Kutipan Pilihan >>
◆ ◆ ◆ ◆ ◆

A.
Pendidikan Islam Pada Zaman Modern di
Indonesia
Pendidikan merupakan proses budaya untuk meningkatkan
harkat dan martabat manusia, dan berlangsung sepanjang hayat, yang dilaksanakan
di lingkungan keluarga, sekolah, dan masyarakat. Karena itu, pendidikan
merupakan tanggung jawab bersama antara keluarga, masyarakat dan pemerintah.
Pendidikan dalam proses mencapai tujuannya perlu dikelola
dalam suatu sistem terpadu dan serasi, baik antar sektor pendidikan dan sektor
pembangunan lainnya; antar daerah dan antar berbagai jenjang dan jenisnya.[1]
Pembentukan karakter
siswa yang merupakan bagian terpenting dari proses pendidikan justru kurang
tergarap secara serius. Agama ditempatkan sekadar sebagai salah satu aspek yang
perannya sangat minimal, bukan menjadi landasan dari seluruh aspek kehidupan. Hal
ini juga tampak pada Bab X pasal 37 UU Sisdiknas tentang ketentuan kurikulum
pendidikan dasar dan menengah yang mewajibkan memuat sepuluh bidang mata
pelajaran dengan pendidikan agama yang tidak proposional dan tidak dijadikan
landasan bagi bidang pelajaran yang lainnya.[2]
Ini jelas tidak
akan mampu mewujudkan anak didik yang sesuai dengan tujuan dari pendidikan
nasional sendiri, yaitu mewujudkan suasana belajar dan proses pembelajaran agar
peserta didik secara aktif mengembangkan potensi dirinya untuk memiliki kekuatan
spiritual keagamaan, pengendalian diri, kepribadian, kecerdasan, akhlak mulia,
serta keterampilan yang diperlukan dirinya, masyarakat, bangsa dan negara.
Persoalan
krusial di atas nampaknya akan teratasi oleh diberlakukannya UURI No: 20 Tahun
2003 tentang Sistem Pendidikan Nasional. Dalam Undang-undang ini keberadaan
Pendidikan Agama nampak lebih kuat dibanding pada Undang-undang sebelumnya.

◆ ◆ ◆ ◆ ◆

Latihan Singkat 1 >>
Jawablah pertanyaan berikut berdasarkan kutipan tentang pendidikan Islam di atas.
(a) Menurut kutipan, pendidikan menjadi tanggung jawab bersama antara pihak mana saja?
(b) Bab dan pasal UU Sisdiknas mana yang disebut mengatur ketentuan kurikulum pendidikan dasar dan menengah?
(c) Undang-undang apa yang disebut akan mengatasi persoalan krusial tersebut?

◆ ◆ ◆ ◆ ◆

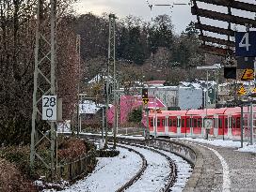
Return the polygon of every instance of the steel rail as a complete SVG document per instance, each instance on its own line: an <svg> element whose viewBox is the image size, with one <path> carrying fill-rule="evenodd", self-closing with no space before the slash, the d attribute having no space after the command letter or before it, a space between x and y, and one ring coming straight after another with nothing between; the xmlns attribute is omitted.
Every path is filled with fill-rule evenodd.
<svg viewBox="0 0 256 192"><path fill-rule="evenodd" d="M162 152L159 152L156 149L150 148L150 147L147 147L147 146L138 145L138 144L133 144L133 143L125 142L125 141L120 141L120 143L126 144L126 145L130 145L130 146L143 148L143 149L146 149L146 150L150 150L150 151L152 151L153 153L159 154L162 156L165 156L165 158L168 162L169 169L170 169L171 171L169 173L169 177L168 177L168 183L165 185L164 188L161 188L159 190L159 192L168 192L168 191L169 191L169 188L173 185L173 184L175 183L176 178L177 178L177 167L176 167L176 164L174 163L174 161L168 155L167 155L166 154L164 154Z"/></svg>
<svg viewBox="0 0 256 192"><path fill-rule="evenodd" d="M143 174L143 172L147 169L148 163L147 163L147 160L146 160L145 156L141 153L139 153L139 152L137 152L137 151L136 151L136 150L134 150L132 148L129 148L129 147L125 147L125 146L121 146L121 145L117 145L117 146L127 149L129 151L132 151L132 152L137 154L138 155L140 155L140 157L142 158L142 167L141 167L141 169L136 173L135 176L132 177L132 179L130 179L128 182L126 182L118 190L116 190L116 192L121 192L121 191L124 191L125 189L129 188L129 186L131 186L134 183L136 183L140 178L140 176Z"/></svg>

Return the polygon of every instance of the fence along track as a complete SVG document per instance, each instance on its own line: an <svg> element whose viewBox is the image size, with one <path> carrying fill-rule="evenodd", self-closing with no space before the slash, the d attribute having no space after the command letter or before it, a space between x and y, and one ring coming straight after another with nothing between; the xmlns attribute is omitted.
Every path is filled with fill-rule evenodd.
<svg viewBox="0 0 256 192"><path fill-rule="evenodd" d="M159 154L162 156L165 156L165 158L168 159L168 164L169 164L169 168L170 168L170 173L169 173L169 177L168 177L168 182L165 185L164 188L161 188L159 190L159 192L168 192L169 191L169 188L173 185L174 182L176 181L176 177L177 177L177 169L176 169L176 165L174 163L174 161L166 154L159 152L158 150L152 149L152 148L149 148L146 146L141 146L141 145L137 145L137 144L132 144L129 142L124 142L124 141L120 141L120 143L122 144L126 144L126 145L130 145L130 146L135 146L135 147L139 147L139 148L143 148L146 150L150 150L153 153ZM133 184L132 184L133 185ZM132 185L130 185L130 186ZM127 187L128 188L128 187ZM122 191L122 190L121 190Z"/></svg>

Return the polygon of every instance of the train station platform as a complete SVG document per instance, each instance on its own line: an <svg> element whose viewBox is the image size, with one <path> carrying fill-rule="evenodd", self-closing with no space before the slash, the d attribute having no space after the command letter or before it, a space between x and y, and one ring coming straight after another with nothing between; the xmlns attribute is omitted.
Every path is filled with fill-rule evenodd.
<svg viewBox="0 0 256 192"><path fill-rule="evenodd" d="M197 154L193 173L184 191L256 191L255 153L192 140L170 140L191 147Z"/></svg>

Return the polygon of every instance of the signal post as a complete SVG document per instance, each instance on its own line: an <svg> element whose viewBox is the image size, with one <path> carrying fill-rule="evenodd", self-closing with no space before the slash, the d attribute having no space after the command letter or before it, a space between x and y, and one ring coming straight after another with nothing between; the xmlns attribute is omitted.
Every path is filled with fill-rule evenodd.
<svg viewBox="0 0 256 192"><path fill-rule="evenodd" d="M143 105L145 106L145 111L146 111L146 115L147 115L147 128L144 131L144 135L145 135L145 139L147 140L149 137L149 131L150 131L150 122L149 122L149 91L147 88L143 88L142 89L142 101L143 101Z"/></svg>

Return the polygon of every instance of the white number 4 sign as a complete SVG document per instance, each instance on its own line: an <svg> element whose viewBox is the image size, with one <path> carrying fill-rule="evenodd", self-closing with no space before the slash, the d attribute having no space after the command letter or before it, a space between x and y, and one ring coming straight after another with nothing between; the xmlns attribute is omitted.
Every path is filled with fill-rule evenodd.
<svg viewBox="0 0 256 192"><path fill-rule="evenodd" d="M244 37L242 37L242 40L239 43L239 47L240 48L247 48L247 51L248 52L249 46L251 46L251 45L248 43L248 33L246 33L244 35Z"/></svg>
<svg viewBox="0 0 256 192"><path fill-rule="evenodd" d="M42 120L56 121L56 96L42 96Z"/></svg>

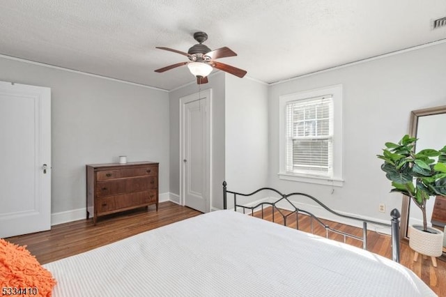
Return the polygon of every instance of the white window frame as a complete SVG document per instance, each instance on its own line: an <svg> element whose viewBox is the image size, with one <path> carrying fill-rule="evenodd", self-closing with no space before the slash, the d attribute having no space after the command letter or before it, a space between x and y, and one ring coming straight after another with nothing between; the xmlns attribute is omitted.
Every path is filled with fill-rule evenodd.
<svg viewBox="0 0 446 297"><path fill-rule="evenodd" d="M304 100L331 95L333 101L332 121L332 171L331 176L317 174L297 174L286 171L286 104L290 101ZM304 91L283 95L279 98L279 138L280 179L341 187L342 178L342 85Z"/></svg>

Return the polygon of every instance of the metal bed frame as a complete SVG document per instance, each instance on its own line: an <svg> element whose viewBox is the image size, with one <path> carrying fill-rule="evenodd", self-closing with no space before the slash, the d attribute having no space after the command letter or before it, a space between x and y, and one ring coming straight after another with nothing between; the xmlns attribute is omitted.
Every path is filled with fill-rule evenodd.
<svg viewBox="0 0 446 297"><path fill-rule="evenodd" d="M399 247L399 219L401 215L399 214L399 211L398 211L397 208L394 208L390 213L390 216L392 217L391 223L385 224L381 222L376 222L371 220L367 220L367 219L363 219L363 218L357 218L357 217L352 217L351 215L343 215L341 213L339 213L330 209L330 208L328 208L328 206L327 206L326 205L321 202L319 200L318 200L317 199L316 199L315 197L311 195L309 195L308 194L300 193L300 192L282 194L277 190L273 189L272 188L261 188L251 193L244 194L244 193L239 193L233 191L229 191L227 190L226 187L227 187L227 183L226 181L224 181L223 182L223 208L224 209L227 209L227 195L228 193L229 193L229 194L233 195L234 211L237 211L238 207L243 208L243 213L245 213L246 209L250 209L251 215L254 215L254 210L259 207L261 207L261 218L263 219L264 206L271 206L272 208L272 222L275 222L275 211L277 211L277 212L282 215L282 218L284 220L284 225L285 226L286 225L286 219L290 215L295 214L297 229L299 229L299 215L308 215L310 218L310 229L311 229L312 233L313 233L313 221L316 220L317 223L320 224L323 228L325 229L326 238L328 238L329 231L331 231L337 234L341 234L344 236L344 243L346 242L346 239L347 237L362 241L362 248L366 250L367 250L367 223L390 227L392 230L392 259L396 262L399 263L400 247ZM256 194L261 191L266 191L266 190L269 190L269 191L272 191L276 192L280 196L280 198L279 198L277 200L276 200L274 202L267 202L267 201L260 202L258 204L255 206L247 206L237 204L238 195L245 196L245 197L252 196L254 194ZM353 220L355 221L362 222L362 237L359 237L355 235L350 234L344 232L342 231L337 230L335 229L330 227L328 224L322 222L321 219L315 216L312 213L296 207L295 205L293 204L293 202L290 201L290 199L289 199L289 197L291 196L305 197L309 198L312 200L316 202L321 206L322 206L322 208L325 209L327 211L335 215L337 215L341 218ZM284 213L284 210L282 208L277 207L277 204L279 202L287 202L291 206L291 208L293 210L289 211L287 209L286 211L290 211L290 213L287 214Z"/></svg>

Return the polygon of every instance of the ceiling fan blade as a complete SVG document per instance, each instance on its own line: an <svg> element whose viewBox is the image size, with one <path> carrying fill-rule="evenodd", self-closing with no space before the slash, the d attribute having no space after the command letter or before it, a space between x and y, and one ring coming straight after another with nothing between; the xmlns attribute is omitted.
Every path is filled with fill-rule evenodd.
<svg viewBox="0 0 446 297"><path fill-rule="evenodd" d="M177 67L180 67L180 66L182 66L183 65L186 65L187 63L188 62L177 63L176 64L170 65L169 66L163 67L162 68L157 69L156 70L155 70L155 73L164 73L164 71L170 70L171 69L174 69L174 68L176 68Z"/></svg>
<svg viewBox="0 0 446 297"><path fill-rule="evenodd" d="M208 83L208 77L197 77L197 83L198 84L203 84Z"/></svg>
<svg viewBox="0 0 446 297"><path fill-rule="evenodd" d="M187 52L181 52L180 50L174 50L174 49L171 49L169 47L156 47L157 49L160 49L160 50L168 50L169 52L176 52L177 54L182 54L183 56L190 56L189 54L187 54Z"/></svg>
<svg viewBox="0 0 446 297"><path fill-rule="evenodd" d="M247 72L243 69L238 68L231 65L225 64L224 63L213 61L213 66L217 69L223 70L231 75L238 76L238 77L243 77Z"/></svg>
<svg viewBox="0 0 446 297"><path fill-rule="evenodd" d="M229 47L224 47L210 51L207 53L206 56L209 56L212 60L213 60L215 59L226 58L226 56L237 56L237 54L233 52Z"/></svg>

◆ ◆ ◆ ◆ ◆

Latihan Singkat 2 >>
Ubah baris-baris data, yaitu semua baris dari awal data sampai baris yang memuat "152L159 152L156 149L150", menjadi CSV dua kolom bernama masukan dan keluaran. Buat satu baris CSV untuk setiap pasangan teks dan jawabannya, letakkan masing-masing dalam satu kolom bertanda kutip dengan pemisah baris diganti spasi, dan jangan sertakan gambarnya.

Keluaran yang Benar 1 >>
(a) Keluarga, masyarakat, dan pemerintah.
(b) Bab X pasal 37.
(c) UURI No: 20 Tahun 2003 tentang Sistem Pendidikan Nasional.

Keluaran yang Benar 2 >>
masukan,keluaran
"Return the polygon of every instance of the steel rail as a complete SVG document per instance, each instance on its own line: an <svg> element whose viewBox is the image size, with one <path> carrying fill-rule=""evenodd"", self-closing with no space before the slash, the d attribute having no space after the command letter or before it, a space between x and y, and one ring coming straight after another with nothing between; the xmlns attribute is omitted. Every path is filled with fill-rule evenodd.","<svg viewBox=""0 0 256 192""><path fill-rule=""evenodd"" d=""M162 152L159 152L156 149L150 148L150 147L147 147L147 146L138 145L138 144L133 144L133 143L125 142L125 141L120 141L120 143L126 144L126 145L130 145L130 146L143 148L143 149L146 149L146 150L150 150L150 151L152 151L153 153L159 154L162 156L165 156L165 158L168 162L169 169L170 169L171 171L169 173L169 177L168 177L168 183L165 185L164 188L161 188L159 190L159 192L168 192L168 191L169 191L169 188L173 185L173 184L175 183L176 178L177 178L177 167L176 167L176 164L174 163L174 161L168 155L167 155L166 154L164 154Z""/></svg>"